=== Information given ===
----------------

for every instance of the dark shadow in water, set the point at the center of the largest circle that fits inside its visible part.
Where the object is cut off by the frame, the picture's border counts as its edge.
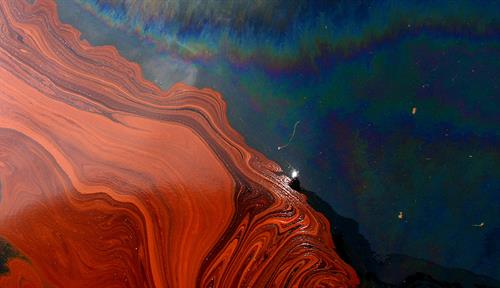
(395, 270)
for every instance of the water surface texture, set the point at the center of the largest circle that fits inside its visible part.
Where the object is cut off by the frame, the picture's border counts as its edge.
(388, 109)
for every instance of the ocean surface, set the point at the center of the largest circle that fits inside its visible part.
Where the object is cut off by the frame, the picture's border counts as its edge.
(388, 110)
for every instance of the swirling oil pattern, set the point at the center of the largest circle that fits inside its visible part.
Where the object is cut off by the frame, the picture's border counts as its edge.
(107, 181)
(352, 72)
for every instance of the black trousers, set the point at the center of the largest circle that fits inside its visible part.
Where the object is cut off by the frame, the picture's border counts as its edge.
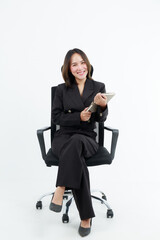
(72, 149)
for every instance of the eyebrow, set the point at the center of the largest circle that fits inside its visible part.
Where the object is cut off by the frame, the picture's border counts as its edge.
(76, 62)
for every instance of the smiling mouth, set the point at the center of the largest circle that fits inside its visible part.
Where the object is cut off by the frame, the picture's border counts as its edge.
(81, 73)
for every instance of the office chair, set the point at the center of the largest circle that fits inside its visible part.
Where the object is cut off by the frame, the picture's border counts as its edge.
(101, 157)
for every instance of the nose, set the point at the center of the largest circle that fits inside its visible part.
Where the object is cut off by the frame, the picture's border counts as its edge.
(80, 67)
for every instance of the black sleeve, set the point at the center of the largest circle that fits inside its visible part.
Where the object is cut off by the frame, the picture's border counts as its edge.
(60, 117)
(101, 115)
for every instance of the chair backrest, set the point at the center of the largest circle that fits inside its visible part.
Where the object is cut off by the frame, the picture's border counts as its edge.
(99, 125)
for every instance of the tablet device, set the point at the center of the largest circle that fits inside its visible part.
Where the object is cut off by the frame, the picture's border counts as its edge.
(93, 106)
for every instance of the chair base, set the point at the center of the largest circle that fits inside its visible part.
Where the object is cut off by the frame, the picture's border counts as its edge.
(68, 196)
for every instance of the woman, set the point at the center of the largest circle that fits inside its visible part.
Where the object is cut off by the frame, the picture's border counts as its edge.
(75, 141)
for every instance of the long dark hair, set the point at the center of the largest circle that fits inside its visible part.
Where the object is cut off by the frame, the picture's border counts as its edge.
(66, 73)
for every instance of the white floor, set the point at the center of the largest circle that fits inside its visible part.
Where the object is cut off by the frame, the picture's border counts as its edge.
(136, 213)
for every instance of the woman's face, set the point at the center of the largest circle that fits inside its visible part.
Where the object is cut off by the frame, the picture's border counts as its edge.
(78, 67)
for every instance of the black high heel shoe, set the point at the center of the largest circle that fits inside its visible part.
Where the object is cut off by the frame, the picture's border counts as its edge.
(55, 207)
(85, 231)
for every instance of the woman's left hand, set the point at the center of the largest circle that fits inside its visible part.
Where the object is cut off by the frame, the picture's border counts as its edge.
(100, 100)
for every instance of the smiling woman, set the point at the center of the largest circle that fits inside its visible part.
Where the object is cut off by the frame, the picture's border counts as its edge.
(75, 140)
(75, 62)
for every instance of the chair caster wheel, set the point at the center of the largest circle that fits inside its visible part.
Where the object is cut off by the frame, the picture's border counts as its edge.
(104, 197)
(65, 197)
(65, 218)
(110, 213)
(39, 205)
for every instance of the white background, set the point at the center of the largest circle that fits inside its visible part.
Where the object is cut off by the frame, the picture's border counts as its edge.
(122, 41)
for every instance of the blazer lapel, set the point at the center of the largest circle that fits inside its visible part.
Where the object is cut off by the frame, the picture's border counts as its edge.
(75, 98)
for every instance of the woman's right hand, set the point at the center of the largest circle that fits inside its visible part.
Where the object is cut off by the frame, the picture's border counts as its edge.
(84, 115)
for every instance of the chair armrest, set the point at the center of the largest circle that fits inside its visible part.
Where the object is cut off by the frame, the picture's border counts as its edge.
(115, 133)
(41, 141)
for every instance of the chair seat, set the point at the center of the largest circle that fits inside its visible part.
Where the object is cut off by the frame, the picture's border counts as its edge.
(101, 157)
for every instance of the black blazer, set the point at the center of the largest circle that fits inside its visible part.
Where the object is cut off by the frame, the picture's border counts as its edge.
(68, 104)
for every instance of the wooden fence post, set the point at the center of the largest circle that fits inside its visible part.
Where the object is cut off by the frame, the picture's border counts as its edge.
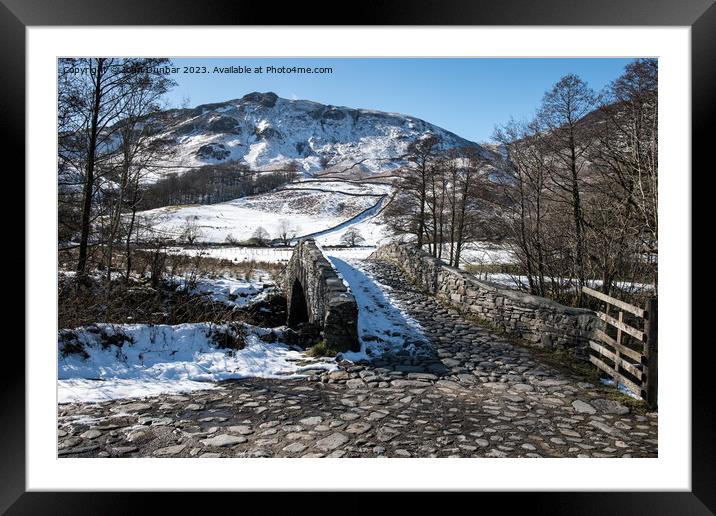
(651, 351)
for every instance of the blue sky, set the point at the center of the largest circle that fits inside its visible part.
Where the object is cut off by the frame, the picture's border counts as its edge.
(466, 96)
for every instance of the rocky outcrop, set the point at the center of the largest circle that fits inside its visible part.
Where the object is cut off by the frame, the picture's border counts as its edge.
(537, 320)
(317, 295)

----------------

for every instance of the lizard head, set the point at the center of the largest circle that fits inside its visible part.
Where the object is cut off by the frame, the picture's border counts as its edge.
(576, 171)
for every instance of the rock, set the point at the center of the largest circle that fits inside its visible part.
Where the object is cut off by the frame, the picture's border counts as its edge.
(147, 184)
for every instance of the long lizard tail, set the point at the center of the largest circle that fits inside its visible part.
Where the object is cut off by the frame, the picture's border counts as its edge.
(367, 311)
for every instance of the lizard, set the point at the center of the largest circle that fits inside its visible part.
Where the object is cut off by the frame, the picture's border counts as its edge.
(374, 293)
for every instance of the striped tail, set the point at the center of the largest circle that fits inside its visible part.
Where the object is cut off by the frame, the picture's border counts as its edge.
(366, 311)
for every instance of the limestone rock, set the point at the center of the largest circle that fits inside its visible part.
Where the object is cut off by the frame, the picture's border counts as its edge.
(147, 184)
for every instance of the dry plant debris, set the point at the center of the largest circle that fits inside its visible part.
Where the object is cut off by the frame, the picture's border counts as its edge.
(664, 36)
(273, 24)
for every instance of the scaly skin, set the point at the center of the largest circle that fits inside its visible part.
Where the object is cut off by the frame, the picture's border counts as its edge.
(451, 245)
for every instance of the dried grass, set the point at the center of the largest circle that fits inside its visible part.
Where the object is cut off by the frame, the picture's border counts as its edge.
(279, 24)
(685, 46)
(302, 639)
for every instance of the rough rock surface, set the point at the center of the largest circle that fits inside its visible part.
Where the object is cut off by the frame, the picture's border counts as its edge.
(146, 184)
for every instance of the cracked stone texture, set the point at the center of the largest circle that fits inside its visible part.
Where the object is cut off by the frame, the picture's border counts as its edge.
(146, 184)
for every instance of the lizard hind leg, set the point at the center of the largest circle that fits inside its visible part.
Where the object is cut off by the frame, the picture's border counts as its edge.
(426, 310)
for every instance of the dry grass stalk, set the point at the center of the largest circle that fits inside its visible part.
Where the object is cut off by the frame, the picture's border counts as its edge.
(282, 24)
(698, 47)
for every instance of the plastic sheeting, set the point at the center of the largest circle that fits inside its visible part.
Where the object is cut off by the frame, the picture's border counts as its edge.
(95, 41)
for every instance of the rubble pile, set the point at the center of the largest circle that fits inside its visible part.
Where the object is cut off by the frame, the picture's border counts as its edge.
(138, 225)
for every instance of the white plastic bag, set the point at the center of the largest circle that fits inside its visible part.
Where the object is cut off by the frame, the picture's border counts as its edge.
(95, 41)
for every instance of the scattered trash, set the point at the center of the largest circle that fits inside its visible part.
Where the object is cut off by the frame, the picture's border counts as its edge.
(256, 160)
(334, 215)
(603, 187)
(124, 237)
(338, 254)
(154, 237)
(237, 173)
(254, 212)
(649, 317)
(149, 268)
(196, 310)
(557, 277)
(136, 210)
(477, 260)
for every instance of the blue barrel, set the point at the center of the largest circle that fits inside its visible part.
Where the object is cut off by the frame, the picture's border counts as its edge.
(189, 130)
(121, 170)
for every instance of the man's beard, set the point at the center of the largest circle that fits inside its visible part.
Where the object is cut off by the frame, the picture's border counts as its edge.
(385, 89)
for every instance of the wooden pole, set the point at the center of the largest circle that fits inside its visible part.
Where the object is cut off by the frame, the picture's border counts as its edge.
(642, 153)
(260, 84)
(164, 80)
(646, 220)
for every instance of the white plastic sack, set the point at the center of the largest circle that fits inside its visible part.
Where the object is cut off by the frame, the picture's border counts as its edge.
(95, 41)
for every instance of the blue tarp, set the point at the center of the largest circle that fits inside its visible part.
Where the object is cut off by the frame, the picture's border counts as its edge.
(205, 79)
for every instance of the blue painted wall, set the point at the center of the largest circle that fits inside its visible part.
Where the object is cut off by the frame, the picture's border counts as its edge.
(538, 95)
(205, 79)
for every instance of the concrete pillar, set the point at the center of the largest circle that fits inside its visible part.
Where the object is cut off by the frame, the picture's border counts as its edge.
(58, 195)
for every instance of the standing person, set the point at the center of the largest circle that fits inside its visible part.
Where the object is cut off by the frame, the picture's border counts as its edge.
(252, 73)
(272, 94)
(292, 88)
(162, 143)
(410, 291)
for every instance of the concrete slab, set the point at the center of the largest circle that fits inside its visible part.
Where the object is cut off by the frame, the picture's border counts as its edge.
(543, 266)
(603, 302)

----------------

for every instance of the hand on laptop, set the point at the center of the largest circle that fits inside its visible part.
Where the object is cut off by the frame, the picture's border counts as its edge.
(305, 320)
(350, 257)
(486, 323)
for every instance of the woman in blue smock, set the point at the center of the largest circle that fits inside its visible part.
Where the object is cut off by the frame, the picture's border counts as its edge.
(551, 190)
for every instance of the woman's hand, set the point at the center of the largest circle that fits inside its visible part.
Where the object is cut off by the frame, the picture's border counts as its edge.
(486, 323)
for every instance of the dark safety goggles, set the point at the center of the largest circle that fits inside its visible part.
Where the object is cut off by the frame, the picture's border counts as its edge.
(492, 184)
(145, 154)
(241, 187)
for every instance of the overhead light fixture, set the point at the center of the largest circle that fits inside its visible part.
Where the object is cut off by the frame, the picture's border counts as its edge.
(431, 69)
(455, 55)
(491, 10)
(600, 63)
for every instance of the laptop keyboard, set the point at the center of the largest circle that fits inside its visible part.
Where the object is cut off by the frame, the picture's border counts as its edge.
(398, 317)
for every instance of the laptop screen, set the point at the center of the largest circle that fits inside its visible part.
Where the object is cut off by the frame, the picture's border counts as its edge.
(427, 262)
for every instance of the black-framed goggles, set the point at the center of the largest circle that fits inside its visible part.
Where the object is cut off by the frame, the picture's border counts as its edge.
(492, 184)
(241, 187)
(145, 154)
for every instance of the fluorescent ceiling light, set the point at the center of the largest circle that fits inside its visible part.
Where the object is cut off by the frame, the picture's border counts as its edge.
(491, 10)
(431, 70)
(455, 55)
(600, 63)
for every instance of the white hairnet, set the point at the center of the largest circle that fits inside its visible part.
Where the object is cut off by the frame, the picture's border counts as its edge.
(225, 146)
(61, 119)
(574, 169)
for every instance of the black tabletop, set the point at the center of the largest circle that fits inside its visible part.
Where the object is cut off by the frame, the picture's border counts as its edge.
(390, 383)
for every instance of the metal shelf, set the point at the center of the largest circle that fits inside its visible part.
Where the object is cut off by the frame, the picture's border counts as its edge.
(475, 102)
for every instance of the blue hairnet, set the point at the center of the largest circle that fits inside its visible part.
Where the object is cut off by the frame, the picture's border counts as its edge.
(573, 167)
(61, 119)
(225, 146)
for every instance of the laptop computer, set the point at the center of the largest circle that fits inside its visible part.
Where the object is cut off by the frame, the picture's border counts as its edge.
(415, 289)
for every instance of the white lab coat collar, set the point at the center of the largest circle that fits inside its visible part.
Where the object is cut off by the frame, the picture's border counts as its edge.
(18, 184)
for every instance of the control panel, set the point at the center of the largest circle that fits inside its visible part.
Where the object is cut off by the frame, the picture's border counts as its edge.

----------------

=== Problem description ===
Note every line of the records that holds the word "long", and copy it.

=== Response box ===
for every instance of the long dark hair, set the point at the center of the largest circle that fits inside its visible part.
for every instance of the long lizard tail, set the point at the center of the largest circle that fits inside its visible part.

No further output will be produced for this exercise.